_Document passage:_
However, the regulating role of small peptides had never been discussed in the concepts of gene control of protein synthesis in higher organisms before we started the research. Alongside with immunity decrease associated with age there occur other alterations at cellular level. In particular there take place changes in the inner structure of cellular nucleus. DNA-protein complex of cellular nucleus (chromatin) organizes into chromosomes only in case of cell division. In stationary state chromatin is found in two forms: euchromatin and heterochromatin [10]. Heterochromatin is usually localized in the nucleus periphery and contains generally inactive part of genome: genes blocked by repressors. The ratio euchromatin/heterochromatin changes with ageing due to reduction of active euchromatin. This leads to the decrease of protein synthesis in a cell [11]. Thus ageing phase of the organism reveals several levels of disfunction and may be classified as a systemic syndrome. Promising results of immunodeficiency correction by endogenous regulatory peptides testified the necessity of further enhanced studies [4,5].

Discovery of peptide regulation of ageing

It is known that specific limit of animal and human lifespan is approximately 30-40% higher than their mean lifespan. It could be referred to the impact of adverse factors causing changes in the gene structure and expression accompanied by disorders in the protein synthesis and organism functioning (Fig. 1).

Fig. 1. Potential increase in the average human lifespan up to the specific limit (biological reserve).

At the beginning of the 1970ies we studied the mechanism of immunodepression both experimentally and clinically. We found out that with ageing there takes place an involution of the central organ of immune system – thymus (Fig. 2, 3) and that of the neuroendocrine system - pineal gland. We also registered definite decrease of protein synthesis in cells of different organism tissues (Fig. 4).

Subcapsular cortex area (open biopsy, a 2-year old child).
A - hematoxylin and eosin staining; 
B - thymic polypeptides fluorescence in the bodies and processes of epithelial cells forming Klark's alveoli, as well as granules on the thymocyte membranes inside alveoli.
Subcapsular cortex area (section biopsy, a 46-year old man).
A - hematoxylin and eosin staining;
B - thymic polypeptides fluorescence in the bodies and processes of epithelial cells forming groups of 2-5 cells.

_Problem description:_ Reproduce the passage on peptide regulation of ageing verbatim, everything from "Subcapsular cortex area (section" down to "of 2-5 cells.".

(Natural-language object grounding data)

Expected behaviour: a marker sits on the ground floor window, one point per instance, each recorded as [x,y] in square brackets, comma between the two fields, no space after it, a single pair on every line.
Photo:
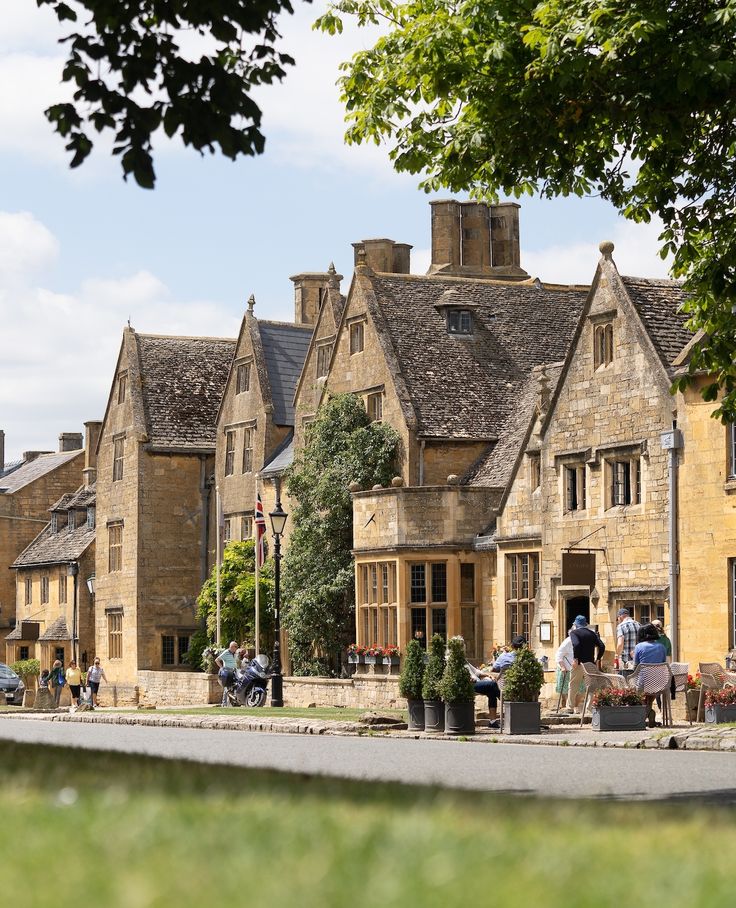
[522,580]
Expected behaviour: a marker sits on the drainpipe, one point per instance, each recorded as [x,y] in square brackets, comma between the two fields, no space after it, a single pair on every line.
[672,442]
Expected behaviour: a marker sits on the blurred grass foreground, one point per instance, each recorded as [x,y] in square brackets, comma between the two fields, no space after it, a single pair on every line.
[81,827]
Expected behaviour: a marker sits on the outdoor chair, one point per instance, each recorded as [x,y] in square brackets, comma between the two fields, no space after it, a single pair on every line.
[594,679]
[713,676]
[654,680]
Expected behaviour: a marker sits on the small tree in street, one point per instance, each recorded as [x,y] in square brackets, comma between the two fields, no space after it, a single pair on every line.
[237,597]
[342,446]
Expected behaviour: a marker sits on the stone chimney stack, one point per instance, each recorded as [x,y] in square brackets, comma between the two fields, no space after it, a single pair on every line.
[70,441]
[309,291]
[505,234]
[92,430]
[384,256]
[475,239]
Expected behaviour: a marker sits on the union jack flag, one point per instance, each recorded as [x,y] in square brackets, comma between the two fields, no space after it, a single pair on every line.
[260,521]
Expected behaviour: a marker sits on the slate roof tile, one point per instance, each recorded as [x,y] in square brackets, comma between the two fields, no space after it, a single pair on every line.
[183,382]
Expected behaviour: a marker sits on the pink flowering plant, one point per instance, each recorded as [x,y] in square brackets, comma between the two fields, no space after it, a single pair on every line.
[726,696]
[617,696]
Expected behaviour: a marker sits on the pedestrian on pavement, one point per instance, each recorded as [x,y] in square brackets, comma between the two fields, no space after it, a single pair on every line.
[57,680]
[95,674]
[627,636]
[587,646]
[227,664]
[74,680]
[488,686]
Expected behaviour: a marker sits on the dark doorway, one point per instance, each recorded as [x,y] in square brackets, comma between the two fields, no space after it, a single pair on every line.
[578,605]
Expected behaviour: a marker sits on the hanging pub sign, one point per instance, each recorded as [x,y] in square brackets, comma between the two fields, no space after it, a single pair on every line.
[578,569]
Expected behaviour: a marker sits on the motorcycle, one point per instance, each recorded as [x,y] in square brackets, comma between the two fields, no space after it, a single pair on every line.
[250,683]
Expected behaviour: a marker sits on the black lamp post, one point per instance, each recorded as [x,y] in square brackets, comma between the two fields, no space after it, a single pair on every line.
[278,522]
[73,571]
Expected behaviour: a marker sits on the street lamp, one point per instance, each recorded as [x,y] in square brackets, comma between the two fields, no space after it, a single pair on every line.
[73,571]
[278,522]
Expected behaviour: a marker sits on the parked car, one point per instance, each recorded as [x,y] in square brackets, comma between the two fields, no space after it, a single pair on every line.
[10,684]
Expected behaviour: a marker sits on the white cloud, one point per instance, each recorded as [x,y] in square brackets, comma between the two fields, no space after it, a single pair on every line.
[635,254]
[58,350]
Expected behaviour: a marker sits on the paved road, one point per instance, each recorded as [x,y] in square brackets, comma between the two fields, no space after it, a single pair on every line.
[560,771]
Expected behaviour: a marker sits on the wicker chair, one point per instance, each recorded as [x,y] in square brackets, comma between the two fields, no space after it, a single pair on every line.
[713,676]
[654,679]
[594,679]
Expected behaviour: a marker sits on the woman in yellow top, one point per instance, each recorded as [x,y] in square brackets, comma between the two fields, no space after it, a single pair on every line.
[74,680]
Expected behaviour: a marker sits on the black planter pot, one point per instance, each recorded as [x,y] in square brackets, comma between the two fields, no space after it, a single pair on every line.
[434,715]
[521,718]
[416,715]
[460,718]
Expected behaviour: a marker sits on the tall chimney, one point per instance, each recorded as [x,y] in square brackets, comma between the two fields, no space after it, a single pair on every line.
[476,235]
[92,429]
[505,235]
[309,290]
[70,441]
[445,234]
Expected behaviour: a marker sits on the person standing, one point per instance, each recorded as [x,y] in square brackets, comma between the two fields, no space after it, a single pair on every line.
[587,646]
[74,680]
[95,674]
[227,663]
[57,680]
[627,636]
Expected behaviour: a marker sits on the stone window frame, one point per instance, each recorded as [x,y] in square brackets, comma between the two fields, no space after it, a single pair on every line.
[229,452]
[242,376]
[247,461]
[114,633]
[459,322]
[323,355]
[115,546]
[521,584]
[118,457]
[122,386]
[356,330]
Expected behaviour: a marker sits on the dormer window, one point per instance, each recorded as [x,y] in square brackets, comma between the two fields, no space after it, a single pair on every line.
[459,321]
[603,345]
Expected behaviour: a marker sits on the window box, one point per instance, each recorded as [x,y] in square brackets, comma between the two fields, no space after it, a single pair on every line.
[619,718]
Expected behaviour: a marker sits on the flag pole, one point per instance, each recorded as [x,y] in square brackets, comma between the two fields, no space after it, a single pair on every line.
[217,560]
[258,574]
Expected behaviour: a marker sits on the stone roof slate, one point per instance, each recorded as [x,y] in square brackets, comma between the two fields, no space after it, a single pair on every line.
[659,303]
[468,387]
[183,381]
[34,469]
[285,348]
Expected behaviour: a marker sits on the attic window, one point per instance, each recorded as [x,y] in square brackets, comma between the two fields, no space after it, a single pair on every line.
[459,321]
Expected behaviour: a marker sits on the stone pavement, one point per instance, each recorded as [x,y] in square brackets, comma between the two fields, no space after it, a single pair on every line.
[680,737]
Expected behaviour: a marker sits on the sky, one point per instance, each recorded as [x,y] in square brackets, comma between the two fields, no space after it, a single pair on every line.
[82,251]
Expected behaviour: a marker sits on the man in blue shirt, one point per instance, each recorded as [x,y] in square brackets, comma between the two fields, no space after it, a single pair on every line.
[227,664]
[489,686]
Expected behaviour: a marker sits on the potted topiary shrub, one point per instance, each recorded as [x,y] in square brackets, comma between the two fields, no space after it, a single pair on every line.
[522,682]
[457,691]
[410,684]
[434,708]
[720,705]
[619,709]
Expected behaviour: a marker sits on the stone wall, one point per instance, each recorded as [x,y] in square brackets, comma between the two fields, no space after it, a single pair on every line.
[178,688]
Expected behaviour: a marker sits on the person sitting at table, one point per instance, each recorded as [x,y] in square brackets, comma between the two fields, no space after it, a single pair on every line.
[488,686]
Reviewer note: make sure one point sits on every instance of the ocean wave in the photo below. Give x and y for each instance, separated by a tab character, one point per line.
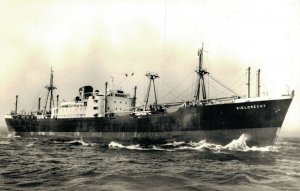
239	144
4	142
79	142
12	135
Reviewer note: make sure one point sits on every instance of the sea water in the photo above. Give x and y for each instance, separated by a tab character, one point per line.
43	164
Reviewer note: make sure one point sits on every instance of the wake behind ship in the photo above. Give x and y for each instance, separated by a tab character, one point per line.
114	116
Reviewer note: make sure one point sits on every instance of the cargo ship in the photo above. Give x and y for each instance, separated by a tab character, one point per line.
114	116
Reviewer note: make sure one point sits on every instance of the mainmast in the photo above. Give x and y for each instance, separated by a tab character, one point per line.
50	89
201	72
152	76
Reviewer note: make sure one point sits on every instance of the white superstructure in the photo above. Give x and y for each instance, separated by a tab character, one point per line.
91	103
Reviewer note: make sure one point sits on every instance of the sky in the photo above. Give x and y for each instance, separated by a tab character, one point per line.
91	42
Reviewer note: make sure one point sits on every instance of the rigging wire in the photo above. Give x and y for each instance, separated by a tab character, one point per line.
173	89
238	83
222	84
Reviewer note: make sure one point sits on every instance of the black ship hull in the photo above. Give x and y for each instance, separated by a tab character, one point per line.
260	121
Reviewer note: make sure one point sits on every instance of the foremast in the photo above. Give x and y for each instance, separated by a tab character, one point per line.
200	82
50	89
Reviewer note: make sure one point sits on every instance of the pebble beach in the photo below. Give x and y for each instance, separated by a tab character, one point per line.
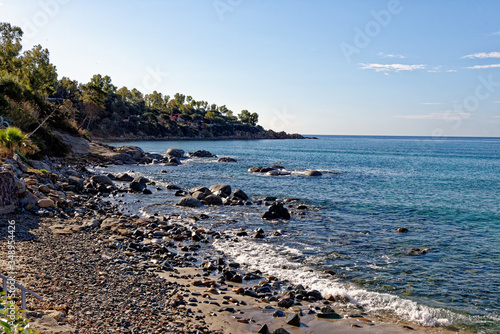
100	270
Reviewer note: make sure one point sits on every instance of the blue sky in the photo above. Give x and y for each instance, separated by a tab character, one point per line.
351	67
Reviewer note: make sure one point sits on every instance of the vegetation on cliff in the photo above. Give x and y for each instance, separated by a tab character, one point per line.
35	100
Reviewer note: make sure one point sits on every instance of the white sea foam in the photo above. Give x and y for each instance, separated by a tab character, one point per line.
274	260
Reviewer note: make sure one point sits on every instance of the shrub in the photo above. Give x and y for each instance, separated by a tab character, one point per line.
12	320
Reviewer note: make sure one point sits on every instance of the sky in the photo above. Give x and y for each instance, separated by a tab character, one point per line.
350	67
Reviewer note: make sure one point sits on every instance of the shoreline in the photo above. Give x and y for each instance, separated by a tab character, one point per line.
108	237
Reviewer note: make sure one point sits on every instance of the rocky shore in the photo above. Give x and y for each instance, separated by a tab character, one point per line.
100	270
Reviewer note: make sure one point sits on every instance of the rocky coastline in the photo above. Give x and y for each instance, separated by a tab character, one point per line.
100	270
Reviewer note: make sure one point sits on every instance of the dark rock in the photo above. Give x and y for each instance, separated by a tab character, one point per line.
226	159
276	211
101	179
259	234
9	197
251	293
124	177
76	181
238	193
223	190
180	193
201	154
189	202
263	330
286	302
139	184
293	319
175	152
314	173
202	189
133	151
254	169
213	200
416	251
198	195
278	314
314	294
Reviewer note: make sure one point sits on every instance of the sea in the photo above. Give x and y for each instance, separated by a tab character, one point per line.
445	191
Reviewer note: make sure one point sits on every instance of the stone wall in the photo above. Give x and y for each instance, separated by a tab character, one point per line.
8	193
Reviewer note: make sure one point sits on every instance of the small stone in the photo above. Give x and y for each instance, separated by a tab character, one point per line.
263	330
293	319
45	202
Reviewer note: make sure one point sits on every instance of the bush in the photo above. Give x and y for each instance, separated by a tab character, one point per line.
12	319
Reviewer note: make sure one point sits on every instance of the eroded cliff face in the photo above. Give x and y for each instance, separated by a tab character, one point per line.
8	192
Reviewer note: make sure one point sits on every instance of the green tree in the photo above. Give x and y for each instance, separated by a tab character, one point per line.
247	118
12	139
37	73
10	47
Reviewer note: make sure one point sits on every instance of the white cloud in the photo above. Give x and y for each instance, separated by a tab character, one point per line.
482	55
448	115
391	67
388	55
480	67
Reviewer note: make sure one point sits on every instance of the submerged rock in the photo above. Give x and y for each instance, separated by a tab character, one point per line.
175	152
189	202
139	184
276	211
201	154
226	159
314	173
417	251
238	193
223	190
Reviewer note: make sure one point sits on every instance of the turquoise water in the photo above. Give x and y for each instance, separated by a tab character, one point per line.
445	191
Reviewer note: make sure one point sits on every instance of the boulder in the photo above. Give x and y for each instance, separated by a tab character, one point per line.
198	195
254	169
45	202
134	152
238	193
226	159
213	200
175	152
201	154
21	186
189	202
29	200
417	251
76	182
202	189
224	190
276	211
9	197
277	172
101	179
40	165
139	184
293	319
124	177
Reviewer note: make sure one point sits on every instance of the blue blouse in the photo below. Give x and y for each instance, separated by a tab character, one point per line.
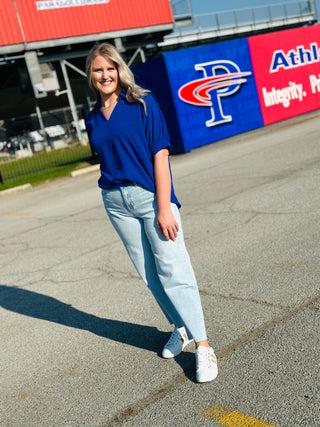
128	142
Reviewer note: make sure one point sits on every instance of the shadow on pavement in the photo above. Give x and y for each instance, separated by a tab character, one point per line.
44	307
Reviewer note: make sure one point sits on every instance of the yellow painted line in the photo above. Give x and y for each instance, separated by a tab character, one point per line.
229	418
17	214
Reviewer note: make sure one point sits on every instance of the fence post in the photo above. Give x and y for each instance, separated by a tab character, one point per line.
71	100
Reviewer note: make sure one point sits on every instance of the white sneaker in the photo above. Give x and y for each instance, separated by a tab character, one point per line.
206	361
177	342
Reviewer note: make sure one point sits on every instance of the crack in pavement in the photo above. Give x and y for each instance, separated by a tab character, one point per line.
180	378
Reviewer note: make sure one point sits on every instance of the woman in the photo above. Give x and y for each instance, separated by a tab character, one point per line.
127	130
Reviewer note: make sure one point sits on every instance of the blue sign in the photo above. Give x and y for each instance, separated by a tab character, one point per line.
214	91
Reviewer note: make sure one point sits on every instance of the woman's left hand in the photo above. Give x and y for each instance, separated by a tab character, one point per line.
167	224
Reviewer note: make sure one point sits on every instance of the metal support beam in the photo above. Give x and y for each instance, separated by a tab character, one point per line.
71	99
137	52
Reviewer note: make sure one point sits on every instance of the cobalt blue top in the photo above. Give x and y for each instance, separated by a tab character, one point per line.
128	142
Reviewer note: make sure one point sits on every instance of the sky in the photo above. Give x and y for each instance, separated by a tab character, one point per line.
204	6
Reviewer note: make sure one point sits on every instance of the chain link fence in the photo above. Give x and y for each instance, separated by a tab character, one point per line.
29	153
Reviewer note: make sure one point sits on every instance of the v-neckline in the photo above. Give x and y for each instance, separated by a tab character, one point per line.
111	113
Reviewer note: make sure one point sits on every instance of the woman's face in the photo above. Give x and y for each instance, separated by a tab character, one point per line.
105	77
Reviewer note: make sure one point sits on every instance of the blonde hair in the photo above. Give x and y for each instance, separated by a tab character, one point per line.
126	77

_Response box:_
Subcapsular cortex area (section biopsy, a 46-year old man).
A - hematoxylin and eosin staining;
B - thymic polypeptides fluorescence in the bodies and processes of epithelial cells forming groups of 2-5 cells.